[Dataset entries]
------------

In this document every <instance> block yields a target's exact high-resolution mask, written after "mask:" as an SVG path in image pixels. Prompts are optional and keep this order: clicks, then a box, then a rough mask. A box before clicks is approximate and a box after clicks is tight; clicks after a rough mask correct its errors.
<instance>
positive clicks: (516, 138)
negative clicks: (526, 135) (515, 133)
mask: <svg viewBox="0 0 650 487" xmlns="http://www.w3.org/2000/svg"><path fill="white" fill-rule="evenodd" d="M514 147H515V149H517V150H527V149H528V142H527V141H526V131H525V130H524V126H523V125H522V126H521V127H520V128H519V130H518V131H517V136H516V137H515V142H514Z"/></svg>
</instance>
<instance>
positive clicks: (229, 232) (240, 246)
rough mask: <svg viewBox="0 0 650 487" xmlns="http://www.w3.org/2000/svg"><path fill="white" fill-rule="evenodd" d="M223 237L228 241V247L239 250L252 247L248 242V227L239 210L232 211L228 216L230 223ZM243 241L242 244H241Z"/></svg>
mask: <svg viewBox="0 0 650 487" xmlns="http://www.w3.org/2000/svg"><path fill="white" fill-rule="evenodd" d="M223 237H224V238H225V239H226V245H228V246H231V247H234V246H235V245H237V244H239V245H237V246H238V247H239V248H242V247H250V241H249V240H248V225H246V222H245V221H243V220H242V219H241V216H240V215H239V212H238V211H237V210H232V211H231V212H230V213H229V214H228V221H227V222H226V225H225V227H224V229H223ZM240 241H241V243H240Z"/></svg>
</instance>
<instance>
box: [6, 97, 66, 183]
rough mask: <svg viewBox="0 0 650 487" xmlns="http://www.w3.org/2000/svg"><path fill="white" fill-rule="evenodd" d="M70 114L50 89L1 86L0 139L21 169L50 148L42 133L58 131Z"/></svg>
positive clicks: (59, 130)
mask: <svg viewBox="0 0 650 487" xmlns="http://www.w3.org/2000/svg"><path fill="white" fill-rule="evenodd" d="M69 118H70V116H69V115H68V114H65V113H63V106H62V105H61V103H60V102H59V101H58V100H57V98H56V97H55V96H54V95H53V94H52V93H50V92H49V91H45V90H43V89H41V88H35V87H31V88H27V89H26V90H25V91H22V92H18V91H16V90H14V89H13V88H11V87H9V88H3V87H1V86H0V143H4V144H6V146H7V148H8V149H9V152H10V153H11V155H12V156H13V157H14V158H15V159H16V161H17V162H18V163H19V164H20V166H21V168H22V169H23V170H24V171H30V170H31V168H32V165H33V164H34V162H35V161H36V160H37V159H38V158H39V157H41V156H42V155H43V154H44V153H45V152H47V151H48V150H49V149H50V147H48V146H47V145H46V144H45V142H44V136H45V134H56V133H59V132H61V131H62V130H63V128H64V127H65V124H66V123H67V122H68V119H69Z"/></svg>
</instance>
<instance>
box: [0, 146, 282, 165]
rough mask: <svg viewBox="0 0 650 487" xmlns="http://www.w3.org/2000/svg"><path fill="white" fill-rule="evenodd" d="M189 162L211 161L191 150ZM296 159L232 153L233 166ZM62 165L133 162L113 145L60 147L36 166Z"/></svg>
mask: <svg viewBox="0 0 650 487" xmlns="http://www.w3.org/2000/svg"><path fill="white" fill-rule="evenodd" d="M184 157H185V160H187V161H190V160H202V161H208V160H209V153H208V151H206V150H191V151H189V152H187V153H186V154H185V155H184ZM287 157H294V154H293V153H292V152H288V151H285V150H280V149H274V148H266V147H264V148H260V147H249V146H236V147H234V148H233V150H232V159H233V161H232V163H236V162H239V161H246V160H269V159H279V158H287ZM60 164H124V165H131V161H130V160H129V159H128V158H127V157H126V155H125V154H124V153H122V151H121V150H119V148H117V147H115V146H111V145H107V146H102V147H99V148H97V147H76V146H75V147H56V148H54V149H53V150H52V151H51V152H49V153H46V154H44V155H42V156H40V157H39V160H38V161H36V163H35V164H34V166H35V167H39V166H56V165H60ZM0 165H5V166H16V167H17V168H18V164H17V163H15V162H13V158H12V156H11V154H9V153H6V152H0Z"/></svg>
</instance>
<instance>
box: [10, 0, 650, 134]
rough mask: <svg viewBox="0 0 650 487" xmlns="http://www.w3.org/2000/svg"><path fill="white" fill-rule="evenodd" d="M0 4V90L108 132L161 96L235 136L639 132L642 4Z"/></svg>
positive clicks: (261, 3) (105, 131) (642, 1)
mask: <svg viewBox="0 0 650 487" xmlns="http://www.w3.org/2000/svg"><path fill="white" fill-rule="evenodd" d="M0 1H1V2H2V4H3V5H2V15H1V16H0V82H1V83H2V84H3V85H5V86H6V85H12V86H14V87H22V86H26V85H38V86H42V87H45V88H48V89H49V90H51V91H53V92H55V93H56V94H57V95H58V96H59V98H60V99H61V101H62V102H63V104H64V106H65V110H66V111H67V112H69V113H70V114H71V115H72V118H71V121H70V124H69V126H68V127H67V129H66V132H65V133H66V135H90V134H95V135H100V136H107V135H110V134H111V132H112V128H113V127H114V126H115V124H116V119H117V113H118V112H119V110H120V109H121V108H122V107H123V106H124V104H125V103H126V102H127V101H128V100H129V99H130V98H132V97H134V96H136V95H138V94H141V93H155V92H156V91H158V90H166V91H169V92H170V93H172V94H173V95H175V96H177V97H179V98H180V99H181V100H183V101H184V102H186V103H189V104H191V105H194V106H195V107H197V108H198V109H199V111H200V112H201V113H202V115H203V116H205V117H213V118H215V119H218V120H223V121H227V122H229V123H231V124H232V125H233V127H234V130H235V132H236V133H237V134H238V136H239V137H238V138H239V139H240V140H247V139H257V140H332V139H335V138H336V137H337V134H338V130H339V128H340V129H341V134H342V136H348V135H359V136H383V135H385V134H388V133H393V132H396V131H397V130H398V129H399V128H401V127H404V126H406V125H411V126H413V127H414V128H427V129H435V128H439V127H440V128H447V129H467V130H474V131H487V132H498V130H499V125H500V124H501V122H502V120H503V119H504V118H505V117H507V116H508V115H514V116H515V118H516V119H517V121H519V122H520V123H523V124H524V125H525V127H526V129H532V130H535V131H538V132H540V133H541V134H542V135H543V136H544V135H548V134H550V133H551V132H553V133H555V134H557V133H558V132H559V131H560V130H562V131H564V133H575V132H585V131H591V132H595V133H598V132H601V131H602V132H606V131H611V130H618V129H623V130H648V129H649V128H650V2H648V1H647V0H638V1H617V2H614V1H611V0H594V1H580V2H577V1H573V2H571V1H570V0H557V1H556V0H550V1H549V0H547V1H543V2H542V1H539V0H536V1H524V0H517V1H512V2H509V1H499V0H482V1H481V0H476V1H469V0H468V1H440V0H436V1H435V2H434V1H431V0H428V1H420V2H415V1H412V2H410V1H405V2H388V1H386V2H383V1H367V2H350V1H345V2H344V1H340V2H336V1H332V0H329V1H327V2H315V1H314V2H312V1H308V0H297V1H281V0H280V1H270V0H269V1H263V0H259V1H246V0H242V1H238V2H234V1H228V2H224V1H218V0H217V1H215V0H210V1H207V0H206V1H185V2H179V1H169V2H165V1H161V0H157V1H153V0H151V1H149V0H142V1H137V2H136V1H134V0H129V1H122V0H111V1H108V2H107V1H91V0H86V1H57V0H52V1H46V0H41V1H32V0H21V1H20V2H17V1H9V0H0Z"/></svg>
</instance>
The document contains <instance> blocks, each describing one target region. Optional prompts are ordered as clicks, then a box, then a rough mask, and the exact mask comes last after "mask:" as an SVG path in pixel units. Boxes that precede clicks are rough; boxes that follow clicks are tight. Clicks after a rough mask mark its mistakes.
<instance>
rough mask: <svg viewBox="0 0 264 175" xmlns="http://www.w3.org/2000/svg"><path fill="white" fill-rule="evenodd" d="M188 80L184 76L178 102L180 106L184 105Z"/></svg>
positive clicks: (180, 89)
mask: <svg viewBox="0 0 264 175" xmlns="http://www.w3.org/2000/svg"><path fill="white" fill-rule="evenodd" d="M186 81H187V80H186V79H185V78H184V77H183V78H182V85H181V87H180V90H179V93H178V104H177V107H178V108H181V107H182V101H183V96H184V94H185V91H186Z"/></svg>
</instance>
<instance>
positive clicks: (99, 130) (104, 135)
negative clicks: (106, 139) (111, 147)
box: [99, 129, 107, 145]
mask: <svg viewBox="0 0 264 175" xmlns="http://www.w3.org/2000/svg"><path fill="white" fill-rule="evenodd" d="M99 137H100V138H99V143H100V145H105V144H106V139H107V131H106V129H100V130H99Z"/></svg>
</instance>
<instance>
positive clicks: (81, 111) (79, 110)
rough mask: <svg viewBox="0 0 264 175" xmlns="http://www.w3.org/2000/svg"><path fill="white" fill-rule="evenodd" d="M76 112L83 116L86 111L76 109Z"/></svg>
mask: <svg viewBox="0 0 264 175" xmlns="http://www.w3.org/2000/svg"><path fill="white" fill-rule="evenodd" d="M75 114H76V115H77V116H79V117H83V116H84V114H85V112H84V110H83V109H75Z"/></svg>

------------

Your assignment –
Output exactly the lines of the records from the first through the one bearing "114L50 89L1 86L0", both ends included.

Task answer –
In this document every <instance> block yields a target's exact high-resolution mask, written after "mask:" as an SVG path in image pixels. Prompts are optional and keep this order: clicks, then a box, then a rough mask. A box before clicks is approximate and a box after clicks is tight; clicks after a rough mask correct its errors.
<instance>
positive clicks: (516, 138)
negative clicks: (526, 135) (515, 133)
mask: <svg viewBox="0 0 650 487" xmlns="http://www.w3.org/2000/svg"><path fill="white" fill-rule="evenodd" d="M514 147H515V149H517V150H527V149H528V142H527V141H526V131H525V130H524V126H523V125H522V126H521V127H520V128H519V130H518V131H517V136H516V137H515V142H514Z"/></svg>
</instance>
<instance>
positive clicks: (229, 232) (240, 246)
rough mask: <svg viewBox="0 0 650 487" xmlns="http://www.w3.org/2000/svg"><path fill="white" fill-rule="evenodd" d="M223 237L228 241V247L239 250L252 247L248 242V227L239 210L232 211L228 216L230 223ZM243 241L242 244H241Z"/></svg>
mask: <svg viewBox="0 0 650 487" xmlns="http://www.w3.org/2000/svg"><path fill="white" fill-rule="evenodd" d="M223 237H224V238H225V239H226V245H228V246H231V247H234V246H235V245H237V244H239V245H237V246H238V247H239V248H242V247H250V241H249V240H248V225H246V222H245V221H243V220H242V219H241V216H240V215H239V212H238V211H237V210H232V211H231V212H230V213H229V214H228V221H227V222H226V225H225V227H224V229H223ZM240 241H241V243H240Z"/></svg>
</instance>
<instance>
box: [6, 97, 66, 183]
rough mask: <svg viewBox="0 0 650 487" xmlns="http://www.w3.org/2000/svg"><path fill="white" fill-rule="evenodd" d="M70 114L50 89L1 86L0 139L21 169L50 148L42 133L58 131Z"/></svg>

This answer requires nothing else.